▸ Problem details:
Each line of the listing that includes the string "below" is to be identified and copied.
BEGIN Extracted information
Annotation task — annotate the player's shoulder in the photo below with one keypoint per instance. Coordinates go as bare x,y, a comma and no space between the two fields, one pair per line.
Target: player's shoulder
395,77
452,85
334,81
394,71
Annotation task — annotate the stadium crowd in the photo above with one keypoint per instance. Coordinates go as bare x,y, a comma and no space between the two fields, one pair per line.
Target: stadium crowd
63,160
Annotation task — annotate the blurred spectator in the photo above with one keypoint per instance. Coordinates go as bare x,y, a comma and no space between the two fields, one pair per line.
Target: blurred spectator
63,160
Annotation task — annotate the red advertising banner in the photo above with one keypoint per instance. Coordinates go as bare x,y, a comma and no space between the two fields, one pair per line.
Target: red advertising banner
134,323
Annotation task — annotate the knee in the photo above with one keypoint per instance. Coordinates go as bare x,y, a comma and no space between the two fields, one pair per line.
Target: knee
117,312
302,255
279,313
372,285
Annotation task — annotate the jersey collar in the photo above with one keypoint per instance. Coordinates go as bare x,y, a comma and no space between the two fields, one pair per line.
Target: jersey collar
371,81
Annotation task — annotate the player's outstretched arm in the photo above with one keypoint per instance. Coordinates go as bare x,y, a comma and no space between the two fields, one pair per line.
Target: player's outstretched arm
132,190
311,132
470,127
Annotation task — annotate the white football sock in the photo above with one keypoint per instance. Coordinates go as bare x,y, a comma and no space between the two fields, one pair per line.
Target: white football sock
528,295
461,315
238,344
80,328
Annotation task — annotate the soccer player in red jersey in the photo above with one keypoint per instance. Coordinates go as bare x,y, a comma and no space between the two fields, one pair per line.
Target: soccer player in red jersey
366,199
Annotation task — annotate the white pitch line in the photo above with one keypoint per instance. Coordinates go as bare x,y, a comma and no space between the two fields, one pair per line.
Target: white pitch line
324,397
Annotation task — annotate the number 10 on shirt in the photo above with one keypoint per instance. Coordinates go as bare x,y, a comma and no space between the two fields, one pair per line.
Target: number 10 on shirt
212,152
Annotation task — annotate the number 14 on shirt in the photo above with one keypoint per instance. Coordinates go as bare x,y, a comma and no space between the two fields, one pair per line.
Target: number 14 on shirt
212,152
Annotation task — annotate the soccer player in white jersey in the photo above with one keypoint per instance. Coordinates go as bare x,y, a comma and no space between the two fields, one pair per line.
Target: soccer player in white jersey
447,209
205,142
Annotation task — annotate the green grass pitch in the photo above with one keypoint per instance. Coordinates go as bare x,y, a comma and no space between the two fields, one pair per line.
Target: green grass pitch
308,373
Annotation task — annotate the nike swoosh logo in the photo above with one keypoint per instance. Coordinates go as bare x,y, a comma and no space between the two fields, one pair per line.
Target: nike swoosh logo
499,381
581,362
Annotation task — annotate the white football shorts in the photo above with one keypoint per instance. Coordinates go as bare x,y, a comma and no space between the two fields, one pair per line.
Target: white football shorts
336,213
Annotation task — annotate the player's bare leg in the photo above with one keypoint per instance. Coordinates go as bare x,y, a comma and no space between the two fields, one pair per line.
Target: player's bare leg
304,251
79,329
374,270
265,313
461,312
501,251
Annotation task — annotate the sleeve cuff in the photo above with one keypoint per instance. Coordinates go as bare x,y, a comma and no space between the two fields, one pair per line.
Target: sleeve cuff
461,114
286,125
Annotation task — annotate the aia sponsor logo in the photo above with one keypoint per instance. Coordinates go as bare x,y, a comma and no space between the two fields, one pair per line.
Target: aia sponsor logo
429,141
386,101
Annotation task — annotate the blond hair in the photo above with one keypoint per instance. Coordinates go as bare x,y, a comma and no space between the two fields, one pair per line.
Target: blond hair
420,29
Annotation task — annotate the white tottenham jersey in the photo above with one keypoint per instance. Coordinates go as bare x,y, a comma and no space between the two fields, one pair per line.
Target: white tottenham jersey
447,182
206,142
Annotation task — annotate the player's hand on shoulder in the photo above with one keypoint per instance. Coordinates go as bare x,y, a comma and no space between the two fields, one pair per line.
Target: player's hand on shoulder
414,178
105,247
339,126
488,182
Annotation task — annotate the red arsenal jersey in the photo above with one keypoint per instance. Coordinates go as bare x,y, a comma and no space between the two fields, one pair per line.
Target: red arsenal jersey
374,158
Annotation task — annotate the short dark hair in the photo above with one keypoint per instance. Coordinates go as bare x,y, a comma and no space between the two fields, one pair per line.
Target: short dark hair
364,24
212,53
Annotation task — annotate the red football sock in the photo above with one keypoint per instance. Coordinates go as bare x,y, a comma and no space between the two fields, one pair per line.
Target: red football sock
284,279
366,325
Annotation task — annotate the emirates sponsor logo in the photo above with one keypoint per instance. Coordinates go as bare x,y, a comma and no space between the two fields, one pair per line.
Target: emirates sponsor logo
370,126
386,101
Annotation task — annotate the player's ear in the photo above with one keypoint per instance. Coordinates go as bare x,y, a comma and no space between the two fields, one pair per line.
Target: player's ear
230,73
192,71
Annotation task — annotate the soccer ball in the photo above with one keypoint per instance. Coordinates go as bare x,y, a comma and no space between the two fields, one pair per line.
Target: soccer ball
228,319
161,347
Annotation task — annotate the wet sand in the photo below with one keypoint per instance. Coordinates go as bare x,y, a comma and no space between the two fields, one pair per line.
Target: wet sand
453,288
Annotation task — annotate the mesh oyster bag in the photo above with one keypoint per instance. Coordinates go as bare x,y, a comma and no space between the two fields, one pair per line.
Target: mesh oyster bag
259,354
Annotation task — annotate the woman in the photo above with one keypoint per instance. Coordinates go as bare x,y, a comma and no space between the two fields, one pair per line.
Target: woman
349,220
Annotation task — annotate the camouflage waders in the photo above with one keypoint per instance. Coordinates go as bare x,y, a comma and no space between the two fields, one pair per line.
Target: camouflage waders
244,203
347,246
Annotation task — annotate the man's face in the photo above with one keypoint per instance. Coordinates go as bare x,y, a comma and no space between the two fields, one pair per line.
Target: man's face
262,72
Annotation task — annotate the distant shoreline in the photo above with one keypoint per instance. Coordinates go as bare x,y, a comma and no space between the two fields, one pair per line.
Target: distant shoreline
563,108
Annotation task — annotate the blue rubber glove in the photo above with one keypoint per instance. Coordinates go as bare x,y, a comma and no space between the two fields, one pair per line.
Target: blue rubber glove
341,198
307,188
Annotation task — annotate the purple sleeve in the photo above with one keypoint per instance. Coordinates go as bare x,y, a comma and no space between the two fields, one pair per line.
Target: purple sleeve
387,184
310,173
END Extracted information
▸ Task answer:
Annotation task — annotate the player's shoulder in the photo below with one keypoint per instance. Coordinates go as bare x,y, a comma and no space between the two fields, one pair per line.
Annotation task — annotate the wet sand in the photo below with one keypoint per instance. Coordinates go as bare x,y, a comma and no space between the two fields, one pair per line.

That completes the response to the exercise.